Material provided Start Marker
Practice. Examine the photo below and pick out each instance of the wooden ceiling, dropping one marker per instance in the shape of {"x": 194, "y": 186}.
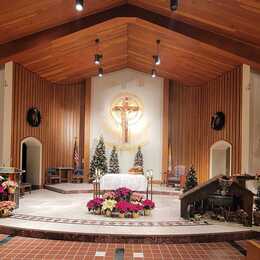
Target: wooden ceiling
{"x": 130, "y": 42}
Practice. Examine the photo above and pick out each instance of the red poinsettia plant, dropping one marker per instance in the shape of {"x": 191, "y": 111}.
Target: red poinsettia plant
{"x": 148, "y": 204}
{"x": 95, "y": 203}
{"x": 122, "y": 206}
{"x": 123, "y": 192}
Material provided End Marker
Task objective »
Print the listing verbatim, images excluded.

Output for this exercise »
Practice. Examine the photo below and pick out each instance of the wooden ceiling, dropping one marker per instance in the shape of {"x": 194, "y": 186}.
Target: wooden ceiling
{"x": 130, "y": 42}
Practice. Examine the photo above and pick out each instance of the red poinsettia plant, dropping one marker per instance in the shape of {"x": 191, "y": 111}.
Target: red poinsettia plant
{"x": 148, "y": 204}
{"x": 95, "y": 203}
{"x": 122, "y": 206}
{"x": 123, "y": 192}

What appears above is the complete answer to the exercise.